• Collection entries:
****************************************
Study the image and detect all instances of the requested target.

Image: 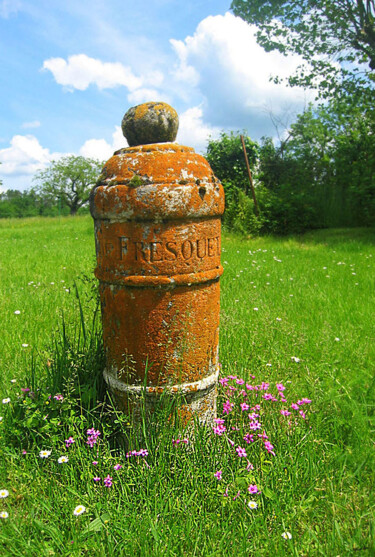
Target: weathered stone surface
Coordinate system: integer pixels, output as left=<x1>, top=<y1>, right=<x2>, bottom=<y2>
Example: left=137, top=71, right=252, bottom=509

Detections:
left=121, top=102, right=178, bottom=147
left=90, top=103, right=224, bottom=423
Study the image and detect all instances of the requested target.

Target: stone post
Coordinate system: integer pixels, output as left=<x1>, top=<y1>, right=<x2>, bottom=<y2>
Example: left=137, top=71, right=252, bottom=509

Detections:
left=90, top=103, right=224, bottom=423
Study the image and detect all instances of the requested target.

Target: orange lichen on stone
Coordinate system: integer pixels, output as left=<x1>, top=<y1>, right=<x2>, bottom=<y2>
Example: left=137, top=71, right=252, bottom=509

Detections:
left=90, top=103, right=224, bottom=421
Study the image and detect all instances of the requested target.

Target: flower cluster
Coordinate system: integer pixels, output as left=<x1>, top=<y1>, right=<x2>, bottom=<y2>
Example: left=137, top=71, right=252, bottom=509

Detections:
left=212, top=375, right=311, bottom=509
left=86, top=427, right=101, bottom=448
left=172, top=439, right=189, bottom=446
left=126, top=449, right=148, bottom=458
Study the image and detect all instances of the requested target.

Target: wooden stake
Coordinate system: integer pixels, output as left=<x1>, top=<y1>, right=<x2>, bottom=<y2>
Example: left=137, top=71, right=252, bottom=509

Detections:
****************************************
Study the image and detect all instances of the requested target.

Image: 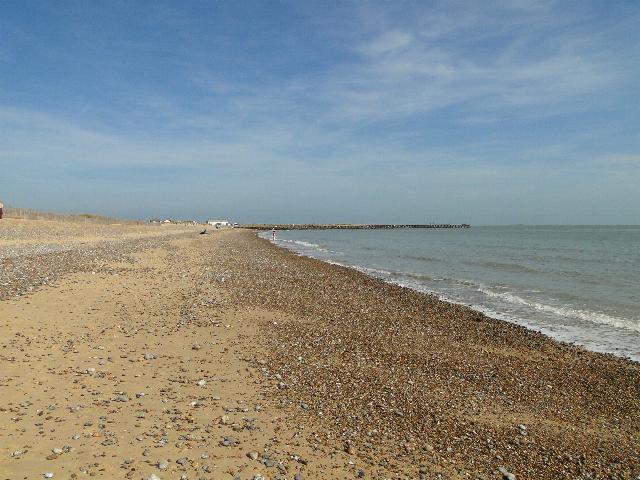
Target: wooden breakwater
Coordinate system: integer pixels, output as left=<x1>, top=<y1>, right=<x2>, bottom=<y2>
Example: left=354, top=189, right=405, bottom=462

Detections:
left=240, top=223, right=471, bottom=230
****************************************
Filter the entries above and copy out each line that contains the word "wooden".

• Written solution:
Target: wooden stake
Target: wooden breakwater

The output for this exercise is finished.